No images are to be carried over; print all other material exactly as it stands.
::: Supplied data
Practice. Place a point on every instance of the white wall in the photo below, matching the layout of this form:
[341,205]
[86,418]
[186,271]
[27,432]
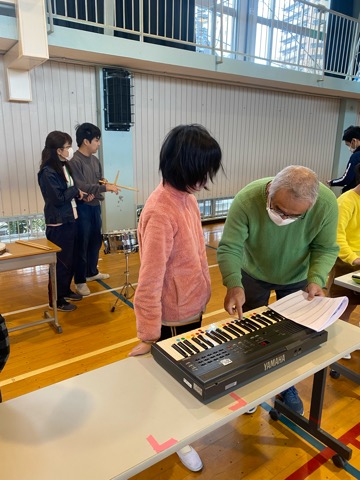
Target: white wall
[260,131]
[63,95]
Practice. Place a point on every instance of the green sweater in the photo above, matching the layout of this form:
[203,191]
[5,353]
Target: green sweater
[304,249]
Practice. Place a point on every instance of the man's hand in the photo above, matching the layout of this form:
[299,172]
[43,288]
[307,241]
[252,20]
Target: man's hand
[314,290]
[140,349]
[110,187]
[234,300]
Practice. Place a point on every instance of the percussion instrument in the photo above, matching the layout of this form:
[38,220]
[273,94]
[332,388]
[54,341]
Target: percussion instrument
[120,241]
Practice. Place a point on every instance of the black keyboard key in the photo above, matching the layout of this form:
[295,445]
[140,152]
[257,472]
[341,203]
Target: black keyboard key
[205,340]
[223,334]
[190,345]
[176,347]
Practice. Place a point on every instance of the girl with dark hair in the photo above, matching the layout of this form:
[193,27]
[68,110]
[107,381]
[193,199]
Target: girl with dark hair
[59,193]
[174,280]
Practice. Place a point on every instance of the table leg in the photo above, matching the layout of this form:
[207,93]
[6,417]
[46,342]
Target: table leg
[54,318]
[337,368]
[312,425]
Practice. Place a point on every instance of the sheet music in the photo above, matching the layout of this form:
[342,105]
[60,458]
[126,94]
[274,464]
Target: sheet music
[317,314]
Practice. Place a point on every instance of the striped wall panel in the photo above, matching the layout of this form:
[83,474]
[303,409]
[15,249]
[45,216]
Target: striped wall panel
[63,96]
[260,131]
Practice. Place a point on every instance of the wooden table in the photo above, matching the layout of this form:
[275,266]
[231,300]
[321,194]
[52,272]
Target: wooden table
[24,256]
[347,282]
[116,421]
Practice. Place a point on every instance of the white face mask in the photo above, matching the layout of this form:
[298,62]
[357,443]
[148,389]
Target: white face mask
[71,154]
[278,220]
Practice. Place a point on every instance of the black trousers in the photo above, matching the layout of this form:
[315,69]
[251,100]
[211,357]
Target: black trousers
[64,236]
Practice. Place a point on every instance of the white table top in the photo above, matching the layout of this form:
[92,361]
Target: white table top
[114,422]
[347,282]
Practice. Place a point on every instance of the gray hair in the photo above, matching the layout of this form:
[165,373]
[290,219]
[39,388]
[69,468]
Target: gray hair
[301,182]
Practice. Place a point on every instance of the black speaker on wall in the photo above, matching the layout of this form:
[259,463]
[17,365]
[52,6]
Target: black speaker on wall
[118,96]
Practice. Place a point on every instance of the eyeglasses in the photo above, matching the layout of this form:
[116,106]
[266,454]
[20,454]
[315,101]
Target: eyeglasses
[285,215]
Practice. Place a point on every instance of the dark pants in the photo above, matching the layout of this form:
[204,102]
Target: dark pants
[64,236]
[257,292]
[4,345]
[89,242]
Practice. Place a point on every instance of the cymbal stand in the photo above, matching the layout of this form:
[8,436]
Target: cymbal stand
[127,290]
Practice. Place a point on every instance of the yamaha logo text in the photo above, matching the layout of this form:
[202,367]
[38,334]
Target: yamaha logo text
[274,362]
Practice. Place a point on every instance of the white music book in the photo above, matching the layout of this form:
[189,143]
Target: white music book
[318,313]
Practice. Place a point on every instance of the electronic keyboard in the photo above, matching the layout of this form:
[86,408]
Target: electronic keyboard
[218,358]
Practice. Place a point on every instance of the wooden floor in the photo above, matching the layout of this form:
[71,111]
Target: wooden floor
[252,447]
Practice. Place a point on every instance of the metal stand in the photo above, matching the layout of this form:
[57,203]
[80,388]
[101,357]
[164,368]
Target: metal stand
[312,425]
[127,290]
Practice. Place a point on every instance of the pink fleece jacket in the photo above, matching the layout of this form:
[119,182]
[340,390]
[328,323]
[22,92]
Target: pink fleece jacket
[174,279]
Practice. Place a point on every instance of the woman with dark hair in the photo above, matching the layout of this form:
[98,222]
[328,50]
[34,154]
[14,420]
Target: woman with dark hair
[174,280]
[351,137]
[59,193]
[348,239]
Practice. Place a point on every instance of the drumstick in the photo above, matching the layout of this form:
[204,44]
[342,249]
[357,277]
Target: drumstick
[117,176]
[104,182]
[33,244]
[128,188]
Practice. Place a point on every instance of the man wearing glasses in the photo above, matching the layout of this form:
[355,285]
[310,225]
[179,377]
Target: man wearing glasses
[280,234]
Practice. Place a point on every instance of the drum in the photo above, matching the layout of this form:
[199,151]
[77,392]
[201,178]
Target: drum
[120,241]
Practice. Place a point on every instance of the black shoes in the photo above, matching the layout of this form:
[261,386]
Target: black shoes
[65,306]
[72,296]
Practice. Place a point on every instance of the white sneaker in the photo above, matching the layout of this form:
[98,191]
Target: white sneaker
[190,458]
[251,410]
[98,276]
[82,289]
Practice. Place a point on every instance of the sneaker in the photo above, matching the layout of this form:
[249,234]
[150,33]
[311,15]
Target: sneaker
[98,276]
[65,307]
[251,410]
[291,398]
[190,459]
[75,297]
[82,289]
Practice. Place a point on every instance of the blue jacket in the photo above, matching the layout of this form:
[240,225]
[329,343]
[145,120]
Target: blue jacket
[348,180]
[57,196]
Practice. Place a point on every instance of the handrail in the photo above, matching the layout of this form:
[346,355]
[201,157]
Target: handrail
[307,35]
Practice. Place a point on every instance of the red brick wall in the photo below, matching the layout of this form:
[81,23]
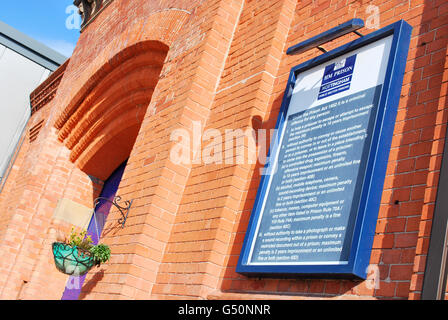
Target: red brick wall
[225,67]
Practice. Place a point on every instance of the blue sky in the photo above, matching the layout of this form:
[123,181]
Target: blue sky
[45,21]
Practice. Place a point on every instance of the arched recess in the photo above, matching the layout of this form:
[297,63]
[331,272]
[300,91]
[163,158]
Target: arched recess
[103,123]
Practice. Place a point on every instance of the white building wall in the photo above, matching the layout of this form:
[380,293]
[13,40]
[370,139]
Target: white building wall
::::::
Reply:
Practice. Place a point on every instance of the white wall in the photo below, matching the layout of this form:
[341,205]
[86,418]
[186,271]
[27,432]
Target: white wall
[260,131]
[63,95]
Practice. Place a point on every instance of the green sweater in the photo above, matching the layout of this form:
[203,191]
[5,353]
Target: green sweater
[304,249]
Practice. Place a point on every instance of the man's hand in the photo above, matching the layout of this form:
[299,172]
[43,288]
[307,241]
[252,20]
Target: man's hand
[314,290]
[140,349]
[110,187]
[234,300]
Practice. Place a point on every instance of the percussion instrument in the photo above, matching the layout of this form:
[38,220]
[273,94]
[332,388]
[54,341]
Target: percussion instrument
[120,241]
Practice. Place a point on every instance of the black keyboard key in the photo above, matching the layout of this form:
[295,445]
[140,152]
[257,472]
[341,203]
Target: black keyboard key
[205,340]
[223,334]
[190,345]
[176,347]
Practice. Place a point on every instance of the girl with dark hair in the photo above, matching the layout of this form:
[193,27]
[68,110]
[107,381]
[193,199]
Target: girl with dark hair
[59,193]
[174,280]
Practice. Place a point on every instance of the table leg in the photo above, matching the layout of this form:
[207,93]
[6,417]
[46,342]
Target: table leg
[54,318]
[337,368]
[312,425]
Practice. Place a point on every instance of the sheet music in the photo above, matching the layout of this form:
[342,105]
[60,458]
[126,94]
[274,464]
Target: sheet music
[317,314]
Practice. Place a point on every instance of the striped wall panel in the photo above, matching the layout of this form:
[83,474]
[303,409]
[15,249]
[45,216]
Target: striped wall panel
[63,96]
[260,131]
Practice. Place a point on every instance of the wooden table in the photo above, matching the layout of this form:
[275,266]
[231,300]
[321,194]
[52,272]
Target: wooden table
[24,256]
[347,282]
[116,421]
Practice. Place a point on every instance of the white face mask in the photo above, matching the layout of this form:
[298,62]
[357,443]
[148,389]
Target: white face mask
[71,154]
[278,220]
Practice. Place a point on every instance of the black trousers in the photo above, matching the layout of this form:
[315,69]
[251,100]
[211,357]
Target: black trousers
[64,236]
Practice. Place a point on every instance of the white table top in the photo above, matching the layout of this form:
[92,361]
Target: white table top
[114,422]
[347,282]
Practice. Place a point on every instance of the gray hair in the photo above, matching the layout of this form:
[165,373]
[290,219]
[39,388]
[69,468]
Target: gray hair
[301,182]
Practice. Place a point on every instance of the black speaker on wall in the photo above, matching the layout of this form:
[259,463]
[17,365]
[52,6]
Target: black speaker on wall
[118,96]
Practice. Place a point on every instance of the eyeglasses in the photo above, matching the layout of this form:
[116,106]
[266,454]
[20,454]
[315,101]
Target: eyeglasses
[285,215]
Practice. Place a point on every instance of the dark pants in the photo above, matching the layout of this form:
[204,102]
Target: dark pants
[64,236]
[257,292]
[4,345]
[89,242]
Practice. Place a point on every instance of the cymbal stand in the photo above, matching the layout of this form:
[8,436]
Target: cymbal stand
[127,290]
Practice. Place a point on every instance of the yamaha logo text in the photo above, matching the layout of this form:
[202,367]
[38,334]
Target: yamaha logo text
[274,362]
Practice. Place a point on every instance of the white music book in the photo above, matching the layout of this form:
[189,143]
Target: white music book
[318,313]
Practice. Place a point on every instance of the electronic keyboard in the photo above, matching the layout of this form:
[86,408]
Target: electronic keyboard
[218,358]
Practice. Place a point on every instance of the wooden floor in the photo above, matching the layout of this form:
[71,111]
Target: wooden floor
[252,447]
Practice. Place a point on every instance of the metal stand in the photo above, matching the layout of this form:
[57,203]
[80,388]
[101,357]
[164,368]
Target: metal stand
[312,425]
[127,290]
Practice. Place a point on every instance of the pink fleece jacket in the photo above, matching the layout of this form:
[119,182]
[340,390]
[328,323]
[22,92]
Target: pink fleece jacket
[174,279]
Practice. Place a point on every instance of the woman with dark hair in the photo above, matching the layout of this form:
[98,222]
[328,50]
[34,154]
[14,420]
Target: woman with dark hair
[174,280]
[351,137]
[59,193]
[348,239]
Practice. Place a point on every instance of the drumstick in the photo above, matching the layout of this form:
[204,44]
[342,249]
[357,277]
Target: drumstick
[117,176]
[104,182]
[33,244]
[128,188]
Practice. Place a point on every instance of the man wearing glasses in the photo above, matching the layout of this form:
[355,285]
[310,225]
[179,377]
Target: man wearing glasses
[280,234]
Practice. Place a point on every instance of the drum in the photo above, matching the layout of this form:
[199,151]
[77,392]
[201,178]
Target: drum
[120,241]
Practice. Place a point on every instance of the black shoes in the photo above, matching the layout of this form:
[261,386]
Target: black shoes
[65,306]
[72,296]
Practice. Place a point on every instance of the white sneaker in the photo above, matching the layout of this form:
[98,191]
Target: white sneaker
[190,458]
[251,410]
[98,276]
[82,289]
Practice. Place a point on every instance of the sneaker in the photo above, matching the layout of this form:
[249,234]
[150,33]
[311,15]
Target: sneaker
[98,276]
[65,307]
[251,410]
[291,398]
[190,459]
[75,297]
[82,289]
Practice. Place a point on every instance of the blue jacket in the photo above, matching the layout of this form:
[240,225]
[329,343]
[145,120]
Target: blue jacket
[348,180]
[57,196]
Practice. Place a point on every instance of the handrail in the photo above, matching the layout of this form:
[346,355]
[201,157]
Target: handrail
[307,35]
Practice. Place a point on every instance of the red brick wall in the photo below, matching the layout of this form:
[81,23]
Target: red brick wall
[225,67]
Practice. Place a point on every instance of the blue sky in the photo above, matching the layout of this form:
[123,181]
Target: blue sky
[45,21]
Practice. Place a point on every instance of the arched recess in the photo above, matching the layout of this form:
[297,63]
[331,272]
[300,91]
[163,158]
Target: arched recess
[103,123]
Practice. Place a point on every instance of the white building wall in the photo above, matching the layout of this form:
[380,293]
[13,40]
[370,139]
Target: white building wall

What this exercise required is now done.